The chip-select line needs to go from high to low before the shift registers start picking up bits on the falling edge of the clock.

I performed a modified version of spidev_test.c (the original worked fine). Since I need the chip select line to go from high to low between messages - the line ret = ioctl(fd, SPI_IOC_MESSAGE(1), &tr); will not work because it transmits the data as a single message. Even if I put ioctl() within a for loop it would not work because it is the first and last message.

The following code works

static void transfer(int fd)
{
    int ret;
  unsigned short buffer[1];
  int zero = 0;

    FILE *iFile = fopen("firsttest.bin", "r");
  if (iFile == NULL)

※ ※ ※

## Written instruction
Retype the SPI chip-select text word for word, including the code lines. The listing has no part in this.

## Material provided

※ ※ ※

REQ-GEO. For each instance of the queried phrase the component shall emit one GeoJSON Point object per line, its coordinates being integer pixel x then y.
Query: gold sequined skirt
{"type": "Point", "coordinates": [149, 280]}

※ ※ ※

## Full solution
The chip-select line needs to go from high to low before the shift registers start picking up bits on the falling edge of the clock.

I performed a modified version of spidev_test.c (the original worked fine). Since I need the chip select line to go from high to low between messages - the line ret = ioctl(fd, SPI_IOC_MESSAGE(1), &tr); will not work because it transmits the data as a single message. Even if I put ioctl() within a for loop it would not work because it is the first and last message.

The following code works

static void transfer(int fd)
{
    int ret;
  unsigned short buffer[1];
  int zero = 0;

    FILE *iFile = fopen("firsttest.bin", "r");
  if (iFile == NULL)